[Items from a data source]
──────────
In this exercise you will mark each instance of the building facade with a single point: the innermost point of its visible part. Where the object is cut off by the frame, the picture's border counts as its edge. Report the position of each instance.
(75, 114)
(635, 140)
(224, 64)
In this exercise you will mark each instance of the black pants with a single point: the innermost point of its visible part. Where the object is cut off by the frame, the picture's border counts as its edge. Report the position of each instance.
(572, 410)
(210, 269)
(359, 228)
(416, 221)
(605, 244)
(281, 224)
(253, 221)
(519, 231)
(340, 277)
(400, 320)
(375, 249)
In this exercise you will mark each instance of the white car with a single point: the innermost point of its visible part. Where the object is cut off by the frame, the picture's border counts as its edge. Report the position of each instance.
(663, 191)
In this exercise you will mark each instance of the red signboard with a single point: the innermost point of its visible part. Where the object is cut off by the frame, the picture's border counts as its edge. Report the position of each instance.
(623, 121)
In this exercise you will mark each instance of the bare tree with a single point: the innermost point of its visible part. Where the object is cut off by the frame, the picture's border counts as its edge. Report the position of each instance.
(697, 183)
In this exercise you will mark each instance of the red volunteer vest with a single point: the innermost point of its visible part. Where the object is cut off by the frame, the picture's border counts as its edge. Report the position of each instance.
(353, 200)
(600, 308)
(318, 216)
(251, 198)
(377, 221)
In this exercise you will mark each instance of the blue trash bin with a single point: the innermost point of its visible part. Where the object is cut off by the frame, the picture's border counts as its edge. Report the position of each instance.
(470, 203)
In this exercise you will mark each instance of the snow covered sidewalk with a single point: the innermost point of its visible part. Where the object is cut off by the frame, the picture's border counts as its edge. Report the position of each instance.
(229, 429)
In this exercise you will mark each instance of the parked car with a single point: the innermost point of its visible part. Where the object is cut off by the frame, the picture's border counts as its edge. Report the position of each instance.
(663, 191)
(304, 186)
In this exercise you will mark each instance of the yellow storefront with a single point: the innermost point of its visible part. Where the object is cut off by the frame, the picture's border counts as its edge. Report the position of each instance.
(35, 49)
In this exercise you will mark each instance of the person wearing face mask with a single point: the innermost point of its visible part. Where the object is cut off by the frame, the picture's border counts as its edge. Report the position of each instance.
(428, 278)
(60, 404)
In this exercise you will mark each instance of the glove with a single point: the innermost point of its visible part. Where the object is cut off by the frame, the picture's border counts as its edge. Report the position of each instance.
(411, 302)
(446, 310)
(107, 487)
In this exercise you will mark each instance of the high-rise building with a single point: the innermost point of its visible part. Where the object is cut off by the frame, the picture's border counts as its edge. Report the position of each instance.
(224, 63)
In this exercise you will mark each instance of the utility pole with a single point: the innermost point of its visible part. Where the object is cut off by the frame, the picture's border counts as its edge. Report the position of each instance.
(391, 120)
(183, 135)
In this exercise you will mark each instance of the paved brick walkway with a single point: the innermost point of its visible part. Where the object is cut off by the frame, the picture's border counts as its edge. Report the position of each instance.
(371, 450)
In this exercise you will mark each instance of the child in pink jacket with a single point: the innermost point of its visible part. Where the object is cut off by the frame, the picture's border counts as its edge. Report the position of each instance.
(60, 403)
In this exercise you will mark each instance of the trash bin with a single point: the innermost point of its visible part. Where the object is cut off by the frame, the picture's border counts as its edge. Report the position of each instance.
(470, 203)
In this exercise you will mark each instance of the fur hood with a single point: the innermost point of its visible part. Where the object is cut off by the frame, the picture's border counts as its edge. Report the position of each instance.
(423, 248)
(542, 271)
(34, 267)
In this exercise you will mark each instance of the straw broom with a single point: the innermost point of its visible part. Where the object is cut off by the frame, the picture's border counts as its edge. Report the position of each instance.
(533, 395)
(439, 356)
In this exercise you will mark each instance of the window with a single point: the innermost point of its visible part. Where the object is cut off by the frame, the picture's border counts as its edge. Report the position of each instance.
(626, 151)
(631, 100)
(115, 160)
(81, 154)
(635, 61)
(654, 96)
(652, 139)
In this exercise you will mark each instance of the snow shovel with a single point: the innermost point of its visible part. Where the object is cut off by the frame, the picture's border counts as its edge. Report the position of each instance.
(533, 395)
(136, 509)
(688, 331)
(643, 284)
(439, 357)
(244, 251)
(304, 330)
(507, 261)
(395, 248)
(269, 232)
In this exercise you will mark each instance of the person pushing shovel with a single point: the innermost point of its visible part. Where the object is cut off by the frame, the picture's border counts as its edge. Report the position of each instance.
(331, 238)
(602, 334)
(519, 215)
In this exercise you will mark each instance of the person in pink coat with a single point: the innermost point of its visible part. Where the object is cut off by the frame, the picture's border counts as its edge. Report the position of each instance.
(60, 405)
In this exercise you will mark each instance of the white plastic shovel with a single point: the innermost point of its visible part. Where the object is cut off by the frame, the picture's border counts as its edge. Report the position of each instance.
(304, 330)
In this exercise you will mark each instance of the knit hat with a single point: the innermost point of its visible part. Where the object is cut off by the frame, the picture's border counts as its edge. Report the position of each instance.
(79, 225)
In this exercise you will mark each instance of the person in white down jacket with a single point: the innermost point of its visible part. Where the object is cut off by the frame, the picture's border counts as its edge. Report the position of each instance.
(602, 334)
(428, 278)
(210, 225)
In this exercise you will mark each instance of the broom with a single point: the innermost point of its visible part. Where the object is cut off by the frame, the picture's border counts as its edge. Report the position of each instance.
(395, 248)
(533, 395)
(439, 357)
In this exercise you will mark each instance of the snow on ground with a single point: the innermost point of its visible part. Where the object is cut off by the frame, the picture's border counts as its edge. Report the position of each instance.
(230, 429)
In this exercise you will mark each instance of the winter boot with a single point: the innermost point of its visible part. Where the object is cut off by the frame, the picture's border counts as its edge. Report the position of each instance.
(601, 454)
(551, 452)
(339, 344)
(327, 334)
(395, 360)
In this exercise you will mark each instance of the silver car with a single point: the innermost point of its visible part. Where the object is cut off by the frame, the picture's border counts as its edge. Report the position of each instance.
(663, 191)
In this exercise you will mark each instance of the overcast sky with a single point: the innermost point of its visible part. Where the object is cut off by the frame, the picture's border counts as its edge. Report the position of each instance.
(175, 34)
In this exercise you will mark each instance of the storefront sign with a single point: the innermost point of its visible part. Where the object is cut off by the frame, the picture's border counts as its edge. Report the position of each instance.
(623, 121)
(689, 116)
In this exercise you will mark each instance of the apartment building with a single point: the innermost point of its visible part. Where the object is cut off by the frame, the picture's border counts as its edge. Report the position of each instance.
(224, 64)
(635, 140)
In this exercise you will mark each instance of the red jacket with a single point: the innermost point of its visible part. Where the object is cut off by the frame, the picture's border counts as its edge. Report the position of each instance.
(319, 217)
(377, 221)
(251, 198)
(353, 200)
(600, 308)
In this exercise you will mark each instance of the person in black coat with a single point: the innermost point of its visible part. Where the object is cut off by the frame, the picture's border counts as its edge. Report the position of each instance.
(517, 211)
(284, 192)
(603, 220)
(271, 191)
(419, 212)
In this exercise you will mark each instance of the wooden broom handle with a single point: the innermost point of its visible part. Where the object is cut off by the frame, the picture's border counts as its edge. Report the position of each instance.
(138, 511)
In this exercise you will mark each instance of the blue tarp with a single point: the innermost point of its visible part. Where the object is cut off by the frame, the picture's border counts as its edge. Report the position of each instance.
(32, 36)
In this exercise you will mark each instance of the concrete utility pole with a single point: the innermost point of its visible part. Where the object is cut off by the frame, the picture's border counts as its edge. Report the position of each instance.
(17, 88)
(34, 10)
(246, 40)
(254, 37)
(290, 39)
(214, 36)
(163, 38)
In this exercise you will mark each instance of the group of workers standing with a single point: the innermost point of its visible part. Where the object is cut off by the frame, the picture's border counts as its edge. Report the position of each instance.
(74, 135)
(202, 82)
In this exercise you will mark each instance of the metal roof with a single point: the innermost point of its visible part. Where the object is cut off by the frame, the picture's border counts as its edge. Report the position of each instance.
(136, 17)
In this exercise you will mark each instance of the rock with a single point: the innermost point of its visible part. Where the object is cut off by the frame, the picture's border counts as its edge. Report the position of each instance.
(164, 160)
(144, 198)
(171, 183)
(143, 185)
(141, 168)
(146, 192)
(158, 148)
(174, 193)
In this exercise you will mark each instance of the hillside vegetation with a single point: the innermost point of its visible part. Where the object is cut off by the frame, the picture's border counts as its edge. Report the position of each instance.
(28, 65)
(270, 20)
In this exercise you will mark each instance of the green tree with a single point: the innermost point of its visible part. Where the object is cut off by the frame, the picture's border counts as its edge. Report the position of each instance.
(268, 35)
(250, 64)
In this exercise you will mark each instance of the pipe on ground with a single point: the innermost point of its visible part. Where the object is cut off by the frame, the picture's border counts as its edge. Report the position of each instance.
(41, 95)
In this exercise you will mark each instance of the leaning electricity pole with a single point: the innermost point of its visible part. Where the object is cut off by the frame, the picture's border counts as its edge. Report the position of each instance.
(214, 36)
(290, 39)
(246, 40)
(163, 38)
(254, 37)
──────────
■ TASK STATEMENT:
The answer should be an exact copy of the lines from the one containing "In this exercise you will mark each instance of the leaning" through the last line of the entries, both included.

■ SOLUTION TO THE PROBLEM:
In this exercise you will mark each instance of the leaning electricity pole with a single point: the innermost point of its visible part. Where the object is cut off by the frame, the picture's border counts as its edge. Report the position of each instance.
(214, 36)
(290, 39)
(246, 40)
(163, 38)
(254, 37)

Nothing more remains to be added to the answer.